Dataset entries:
++++++++++++++++++++

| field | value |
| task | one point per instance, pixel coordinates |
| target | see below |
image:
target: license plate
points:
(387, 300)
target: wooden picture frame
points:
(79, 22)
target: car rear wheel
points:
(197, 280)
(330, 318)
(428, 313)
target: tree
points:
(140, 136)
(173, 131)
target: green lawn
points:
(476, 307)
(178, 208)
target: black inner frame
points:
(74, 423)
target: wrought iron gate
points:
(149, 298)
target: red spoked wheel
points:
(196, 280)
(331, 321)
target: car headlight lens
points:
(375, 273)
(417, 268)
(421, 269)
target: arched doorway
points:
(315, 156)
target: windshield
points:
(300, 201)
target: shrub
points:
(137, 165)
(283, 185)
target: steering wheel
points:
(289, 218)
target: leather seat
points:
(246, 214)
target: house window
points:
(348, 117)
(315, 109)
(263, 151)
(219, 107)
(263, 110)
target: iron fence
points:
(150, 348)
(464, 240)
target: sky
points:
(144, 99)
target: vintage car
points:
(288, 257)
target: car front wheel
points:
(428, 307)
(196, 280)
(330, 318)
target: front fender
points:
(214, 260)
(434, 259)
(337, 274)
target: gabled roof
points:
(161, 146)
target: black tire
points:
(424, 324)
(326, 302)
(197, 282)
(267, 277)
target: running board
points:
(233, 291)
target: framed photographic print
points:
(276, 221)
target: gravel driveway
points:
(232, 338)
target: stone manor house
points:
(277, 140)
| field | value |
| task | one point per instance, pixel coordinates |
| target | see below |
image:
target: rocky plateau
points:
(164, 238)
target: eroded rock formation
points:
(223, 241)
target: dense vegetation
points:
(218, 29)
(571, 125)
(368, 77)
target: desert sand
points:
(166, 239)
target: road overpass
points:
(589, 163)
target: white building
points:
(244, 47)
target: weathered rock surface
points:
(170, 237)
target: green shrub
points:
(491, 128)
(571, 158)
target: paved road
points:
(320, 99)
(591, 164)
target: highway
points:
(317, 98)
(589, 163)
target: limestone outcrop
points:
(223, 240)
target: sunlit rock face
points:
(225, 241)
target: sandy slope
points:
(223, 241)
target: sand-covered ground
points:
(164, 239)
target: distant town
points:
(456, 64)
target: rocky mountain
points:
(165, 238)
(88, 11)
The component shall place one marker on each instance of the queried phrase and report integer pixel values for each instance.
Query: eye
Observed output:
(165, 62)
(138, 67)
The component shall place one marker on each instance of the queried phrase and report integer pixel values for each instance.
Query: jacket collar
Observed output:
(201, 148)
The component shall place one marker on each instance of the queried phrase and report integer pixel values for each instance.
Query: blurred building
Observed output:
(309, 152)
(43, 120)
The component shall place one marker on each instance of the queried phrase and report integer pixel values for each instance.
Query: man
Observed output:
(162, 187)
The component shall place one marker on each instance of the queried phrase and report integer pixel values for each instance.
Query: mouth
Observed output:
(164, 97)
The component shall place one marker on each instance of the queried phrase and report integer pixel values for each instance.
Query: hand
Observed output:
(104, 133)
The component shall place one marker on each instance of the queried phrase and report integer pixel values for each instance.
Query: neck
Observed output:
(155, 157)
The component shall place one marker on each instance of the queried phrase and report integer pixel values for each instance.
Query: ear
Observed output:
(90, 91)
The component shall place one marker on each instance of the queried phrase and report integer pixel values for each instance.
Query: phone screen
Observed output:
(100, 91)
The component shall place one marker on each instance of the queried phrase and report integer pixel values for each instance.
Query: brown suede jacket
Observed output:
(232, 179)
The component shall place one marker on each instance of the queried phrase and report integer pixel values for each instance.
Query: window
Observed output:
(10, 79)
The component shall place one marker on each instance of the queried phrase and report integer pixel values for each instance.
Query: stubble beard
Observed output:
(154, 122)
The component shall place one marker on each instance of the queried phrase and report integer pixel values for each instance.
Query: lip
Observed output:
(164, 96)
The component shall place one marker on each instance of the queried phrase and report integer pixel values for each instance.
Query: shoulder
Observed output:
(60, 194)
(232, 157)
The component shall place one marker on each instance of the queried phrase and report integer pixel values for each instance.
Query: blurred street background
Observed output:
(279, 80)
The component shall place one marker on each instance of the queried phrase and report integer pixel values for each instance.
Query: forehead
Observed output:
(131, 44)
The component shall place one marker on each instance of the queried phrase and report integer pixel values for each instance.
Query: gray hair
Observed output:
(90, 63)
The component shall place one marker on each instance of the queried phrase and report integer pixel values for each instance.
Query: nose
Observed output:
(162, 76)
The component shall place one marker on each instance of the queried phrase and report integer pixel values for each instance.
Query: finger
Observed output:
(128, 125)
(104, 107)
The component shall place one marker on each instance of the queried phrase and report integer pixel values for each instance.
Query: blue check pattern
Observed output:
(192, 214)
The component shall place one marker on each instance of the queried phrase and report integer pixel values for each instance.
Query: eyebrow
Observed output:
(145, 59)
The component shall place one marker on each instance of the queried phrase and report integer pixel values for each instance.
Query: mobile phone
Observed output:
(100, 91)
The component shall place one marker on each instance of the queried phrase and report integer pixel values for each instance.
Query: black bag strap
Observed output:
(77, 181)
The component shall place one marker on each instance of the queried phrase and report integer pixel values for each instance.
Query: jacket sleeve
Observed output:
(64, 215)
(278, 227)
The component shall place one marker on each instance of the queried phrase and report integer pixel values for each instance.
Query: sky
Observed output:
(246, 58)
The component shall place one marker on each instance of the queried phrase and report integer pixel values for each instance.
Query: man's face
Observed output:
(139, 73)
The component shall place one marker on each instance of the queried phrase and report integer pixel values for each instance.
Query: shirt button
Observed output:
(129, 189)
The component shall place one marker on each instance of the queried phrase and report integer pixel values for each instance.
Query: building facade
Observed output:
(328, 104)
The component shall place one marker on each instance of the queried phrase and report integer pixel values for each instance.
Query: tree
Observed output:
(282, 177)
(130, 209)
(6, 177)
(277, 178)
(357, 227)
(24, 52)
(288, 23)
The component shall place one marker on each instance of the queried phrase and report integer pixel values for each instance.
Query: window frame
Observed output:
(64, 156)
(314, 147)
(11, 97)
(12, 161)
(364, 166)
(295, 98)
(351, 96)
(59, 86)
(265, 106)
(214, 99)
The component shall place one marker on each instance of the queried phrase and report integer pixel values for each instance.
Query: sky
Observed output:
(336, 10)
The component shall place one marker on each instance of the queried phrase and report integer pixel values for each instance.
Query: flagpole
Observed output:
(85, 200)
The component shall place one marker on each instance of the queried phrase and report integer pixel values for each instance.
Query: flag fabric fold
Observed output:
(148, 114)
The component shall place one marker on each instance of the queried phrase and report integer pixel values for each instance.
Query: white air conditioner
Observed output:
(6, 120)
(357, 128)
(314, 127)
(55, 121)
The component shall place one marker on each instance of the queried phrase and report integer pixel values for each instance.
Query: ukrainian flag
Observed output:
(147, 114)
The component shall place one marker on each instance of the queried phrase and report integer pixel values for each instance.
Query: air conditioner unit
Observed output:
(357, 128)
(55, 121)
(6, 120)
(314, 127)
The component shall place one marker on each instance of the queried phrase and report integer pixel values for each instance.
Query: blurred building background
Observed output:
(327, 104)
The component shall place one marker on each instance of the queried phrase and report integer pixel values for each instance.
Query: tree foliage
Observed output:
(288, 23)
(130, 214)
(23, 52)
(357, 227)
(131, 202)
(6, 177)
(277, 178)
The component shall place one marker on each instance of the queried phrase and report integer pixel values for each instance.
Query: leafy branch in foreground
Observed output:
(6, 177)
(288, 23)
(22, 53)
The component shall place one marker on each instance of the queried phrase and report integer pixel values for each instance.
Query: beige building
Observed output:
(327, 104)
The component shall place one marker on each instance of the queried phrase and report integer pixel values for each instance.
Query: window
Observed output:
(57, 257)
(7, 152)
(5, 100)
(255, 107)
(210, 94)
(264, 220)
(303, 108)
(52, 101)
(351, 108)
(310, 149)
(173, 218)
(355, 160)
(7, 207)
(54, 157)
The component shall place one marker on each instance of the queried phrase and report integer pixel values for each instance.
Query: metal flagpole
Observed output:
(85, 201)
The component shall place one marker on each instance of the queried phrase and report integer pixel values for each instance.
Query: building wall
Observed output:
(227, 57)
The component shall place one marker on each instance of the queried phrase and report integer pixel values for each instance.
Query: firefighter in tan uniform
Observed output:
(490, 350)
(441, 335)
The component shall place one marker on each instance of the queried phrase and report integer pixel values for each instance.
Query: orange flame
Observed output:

++++++++++++++++++++

▶ WORK INSTRUCTIONS: Extract every line of the dataset entries above that contains the word "white". Matching is case-sensitive.

▶ ANSWER TO THE EXERCISE:
target: white building
Query: white air conditioner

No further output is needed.